[Referring expression pointing data]
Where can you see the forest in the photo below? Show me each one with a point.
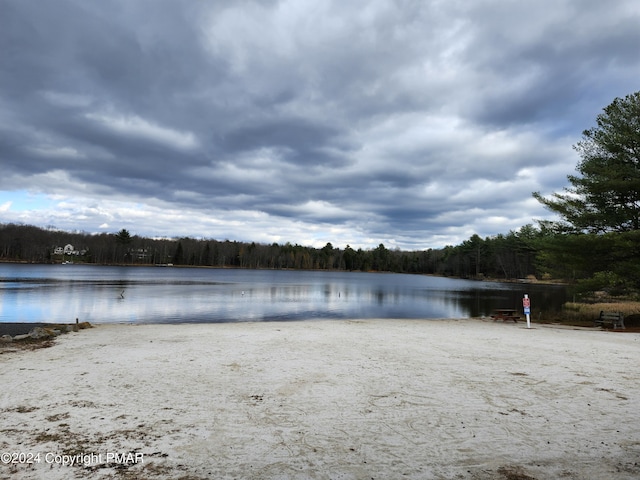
(502, 257)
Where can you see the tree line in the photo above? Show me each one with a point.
(503, 257)
(595, 244)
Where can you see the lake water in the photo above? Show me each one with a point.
(99, 294)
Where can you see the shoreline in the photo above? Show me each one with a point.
(457, 398)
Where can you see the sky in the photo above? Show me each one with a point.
(412, 123)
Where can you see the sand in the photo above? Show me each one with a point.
(381, 399)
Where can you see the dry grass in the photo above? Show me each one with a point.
(584, 314)
(592, 310)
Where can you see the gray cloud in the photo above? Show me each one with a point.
(410, 123)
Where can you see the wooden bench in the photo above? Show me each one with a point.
(505, 314)
(616, 319)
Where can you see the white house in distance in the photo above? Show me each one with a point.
(68, 250)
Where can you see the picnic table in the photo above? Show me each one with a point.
(505, 314)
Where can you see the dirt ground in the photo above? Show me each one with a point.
(445, 399)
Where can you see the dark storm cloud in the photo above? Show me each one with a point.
(412, 123)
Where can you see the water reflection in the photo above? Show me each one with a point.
(34, 293)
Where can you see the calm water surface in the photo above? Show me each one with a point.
(62, 293)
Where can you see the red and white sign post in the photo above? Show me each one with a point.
(526, 303)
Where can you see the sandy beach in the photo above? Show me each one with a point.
(374, 399)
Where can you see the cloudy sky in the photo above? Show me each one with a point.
(410, 123)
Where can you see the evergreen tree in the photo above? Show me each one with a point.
(605, 197)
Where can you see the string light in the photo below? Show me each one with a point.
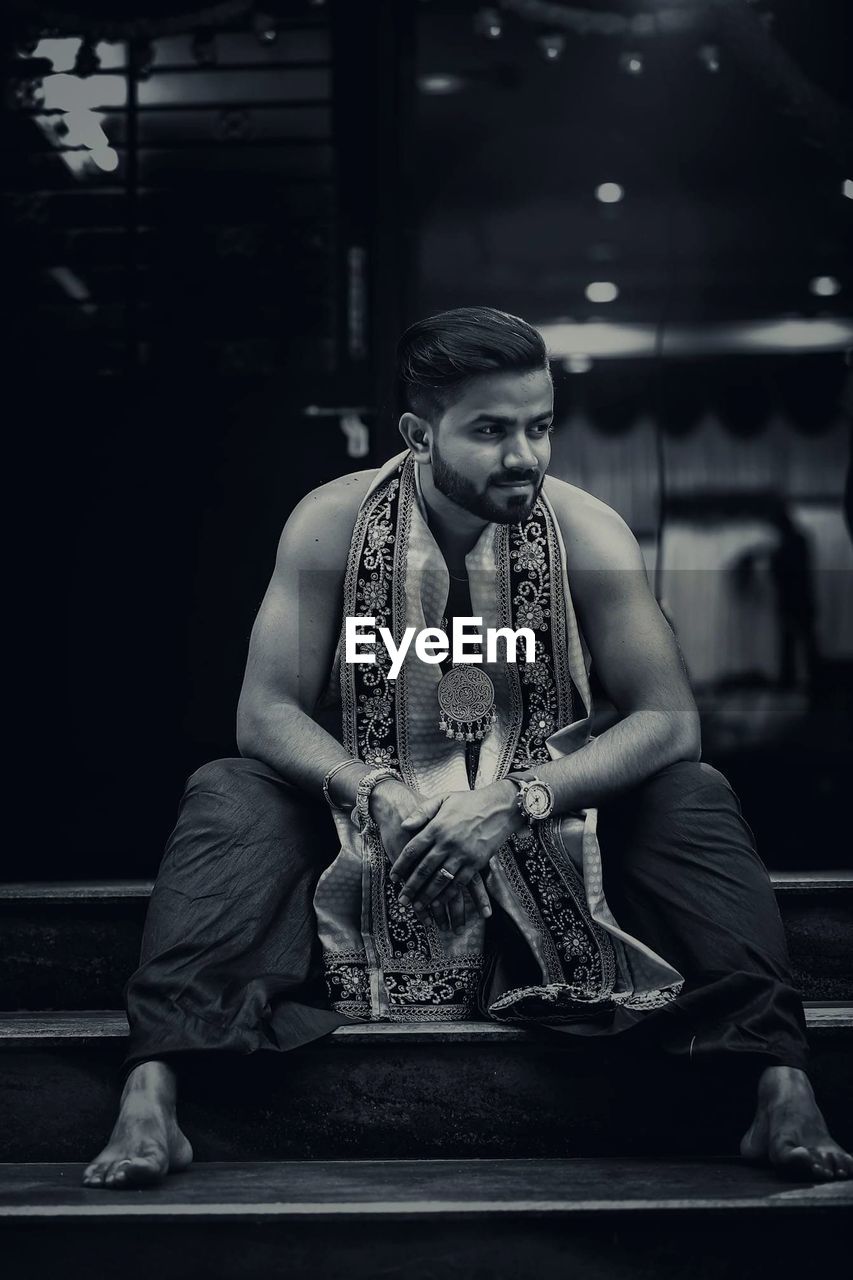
(825, 286)
(552, 46)
(264, 27)
(632, 63)
(438, 83)
(609, 192)
(601, 291)
(578, 364)
(488, 23)
(105, 159)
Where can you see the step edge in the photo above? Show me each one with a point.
(382, 1210)
(22, 1029)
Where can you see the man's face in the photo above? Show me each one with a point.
(492, 447)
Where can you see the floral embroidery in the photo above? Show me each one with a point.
(402, 970)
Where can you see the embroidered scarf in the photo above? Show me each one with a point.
(560, 954)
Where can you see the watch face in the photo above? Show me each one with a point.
(537, 800)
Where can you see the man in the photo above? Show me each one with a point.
(463, 792)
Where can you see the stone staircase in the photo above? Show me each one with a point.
(470, 1150)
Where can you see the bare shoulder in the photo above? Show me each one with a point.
(596, 536)
(319, 529)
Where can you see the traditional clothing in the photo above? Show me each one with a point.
(233, 958)
(571, 960)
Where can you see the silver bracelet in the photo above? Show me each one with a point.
(361, 812)
(327, 780)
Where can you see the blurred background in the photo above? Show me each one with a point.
(219, 218)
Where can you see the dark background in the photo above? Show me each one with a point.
(295, 182)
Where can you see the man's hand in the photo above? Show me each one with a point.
(461, 836)
(398, 813)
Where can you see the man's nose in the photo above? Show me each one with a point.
(519, 455)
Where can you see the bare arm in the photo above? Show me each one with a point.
(293, 640)
(641, 668)
(634, 653)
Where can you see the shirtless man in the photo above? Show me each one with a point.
(477, 402)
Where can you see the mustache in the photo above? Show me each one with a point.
(516, 478)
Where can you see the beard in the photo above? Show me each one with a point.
(507, 508)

EXERCISE | Give back each entry verbatim but drop its pictures.

ANSWER TO THIS EXERCISE |
Where can you see the forest in the photo below? Show me each one with a point.
(502, 257)
Where can you see the tree line in the photo above? Show me each one with a point.
(503, 257)
(595, 244)
Where can you see the lake water in the photo above? Show me each one with a point.
(99, 294)
Where can you see the shoreline in the photo above? Show me each one with a point.
(457, 398)
Where can you see the sky in the photo above? Show me each one with a point.
(412, 123)
Where can you see the sand in the photo above? Show me each one with a point.
(381, 399)
Where can you see the dry grass in the photo above? Show me each one with a point.
(584, 314)
(592, 310)
Where can you see the gray cloud in the photo above? Show me each one with a point.
(410, 123)
Where can you see the wooden bench in the photo above? Show me each one with a point.
(505, 314)
(616, 319)
Where can you see the white house in distance in the photo above? Show me each one with a point.
(68, 250)
Where can you see the picnic table in the photo above? Show me each one with a point.
(505, 314)
Where can you see the dirt ground in the photo above? Show me each one with a point.
(445, 399)
Where can you see the dark storm cloud in the photo above? Show me each one with a point.
(412, 123)
Where can you see the water reflection in the photo above? Show me each one with a point.
(34, 293)
Where can you see the calm water surface in the photo above? Show me each one with a point.
(62, 293)
Where can you see the red and white sign post in the photo above? Show me each one with a point.
(526, 303)
Where can you see the sandy beach in the photo above? Show me each one with a point.
(374, 399)
Where can you see the cloudy sky in the photo above? Show me each one with a point.
(410, 123)
Where can you see the evergreen tree in the photo above? Show me each one with a point.
(605, 197)
Where can you see the string light in the photo below? Show me each one with a point.
(825, 286)
(552, 46)
(264, 27)
(632, 63)
(438, 83)
(609, 192)
(601, 291)
(578, 364)
(488, 23)
(105, 159)
Where can you see the step edge in the photo above? Show me each one with a point.
(382, 1210)
(22, 1029)
Where can you see the man's face in the photo above? Show me each one with a point.
(492, 447)
Where can you see the floral embroidery in the photo above? Show me each one with a point.
(402, 970)
Where can you see the embroidered scarf in the photo above? Show me each one with a point.
(560, 954)
Where can you see the watch face in the photo above? Show me each one with a point.
(537, 800)
Where can you see the man in the photo above? Show me each one with a point.
(463, 792)
Where can you see the stone staircase in the photo above? Show me each one with a point.
(470, 1150)
Where can you see the bare shoulder in the photo above? Show me each one with a point.
(596, 536)
(319, 529)
Where can you see the traditional clothing in the photo above? Show me each one with a point.
(233, 958)
(571, 960)
Where can you see the silver bracelet in the photo above? Show me each one with a point.
(361, 812)
(327, 780)
Where can you see the blurred background in the photo above? Show me each one with a point.
(219, 218)
Where can you see the dark background in the photo above? Show me each one with a point.
(295, 182)
Where can you see the man's hand in the photo above? Show me each one with a point.
(461, 836)
(398, 813)
Where can you see the man's nose in the photo above? Show me each one with a point.
(519, 455)
Where can you see the bare arm in the photo above? Show me each one with a point.
(293, 640)
(641, 668)
(634, 653)
Where can you see the shirtless man in the photo above? Show me each one with a point.
(477, 402)
Where can you see the mustache in the photo above? Show me each one with a point.
(516, 478)
Where can you see the beard in the photo above? Show me each one with a point.
(507, 508)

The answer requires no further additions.